··· BRANO FORNITO ···

Tanto che diventa azzardato, a proposito di un Loznytsja, stabilire un qualsiasi confronto stilistico con un Aleksandr Sokurov, il quale, delle anime nella nebbia (un titolo fiction di Loznytsja), delle atmosfere brumose e ovattate, degli ectoplasmi, ha fatto un paradigma estetico, un sillogismo personale. Sokurov, non a caso, con ogni sua elegija, pur di carattere documentario, resta sempre un drammaturgo, un diarista introspettivo, un raffinato manipolatore dell’interlocuzione sia con se stesso sia con l’altro: in sostanza un affabulatore lirico, uno che del piano-sequenza fa una ratio esplorativa, uno sconfinamento solo apparente, in qualche modo contenibile. Loznytsja è invece uno sconfinante senza limiti, uno che articola il proprio teorema ma ne trascura l’indispensabile corollario, uno che non affabula perché non parla, mai, muto come i suoi film. Uno che lascia parlare, oltre che le immagini – sempre essenzializzate e radicalizzate, a rischio della dis-immaginazione – i suoni della natura: l’abbaiare dei cani come il muggire delle vacche, il mormorare dei fiumi come il frusciare delle foglie, oppure sì, lascia parlare le voci umane ma non la sua, e sempre in sottofondo, unicamente come coro indistinto, inudibile, mero brusio sonoro, al quale provvede sistematicamente a mettere la sordina, come in Paesaggio (2003).

··· DATI REGISTRATI ···

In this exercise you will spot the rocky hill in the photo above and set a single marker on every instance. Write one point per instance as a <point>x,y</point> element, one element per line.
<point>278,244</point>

···

— ELENCO COMPITI —
A - Quali suoni della natura cita il brano su Loznytsja e Sokurov? Elencali tutti.
B - Scrivi il seguito del brano su Loznytsja e Sokurov, partendo subito dopo l'ultima frase.

— RISPOSTE SCRITTE —
A -
- l'abbaiare dei cani
- il muggire delle vacche
- il mormorare dei fiumi
- il frusciare delle foglie

B -
In Lettera (Pismo, b/n, 35 mm), l’ovatta di Loznytsja non è un’ovatta sokuroviana, è una sfocatura perpetua di cose e persone immerse, al meglio, in una sorta di “collina incantata”, un luogo d’accoglienza per ‘matti’ non agitati, se mai atoni e silenziosi, dove è meglio, fotograficamente meglio, che si aggirino come ombre e fantasmi, partecipi di una comunità di assenti al mondo e presenti solo alle infermiere in camice bianco – ulteriore elemento di depurazione o decantazione – e ai semplici compiti lavorativi, rilassanti, con i quali i degenti vengono intrattenuti, ovvero tenuti sia intra muros, dove i muri sono i semplici muri di un ostello-casolare con la porta sempre aperta sugli scalini d’ingresso, sia extra muros, vale a dire in comunione con gli slarghi e i sentieri che volgono verso il bosco e probabilmente verso il paese vicino. Lettera è girato a Oksochi, nel distretto di Novgorod (Russia nordoccidentale), poco lontano da Okulovka, il villaggio dove è stato girato dieci anni prima, a colori e interamente in piano-sequenza, Paesaggio: location prescelta dal cineasta proprio per quelle qualità che egli, nel paesaggio rurale, aspira a individuare, magari dietro o grazie al velo delle brume o dellanforeste o delle nevi, ossia astralità, remotezza, cronotopia al massimo grado di purezza.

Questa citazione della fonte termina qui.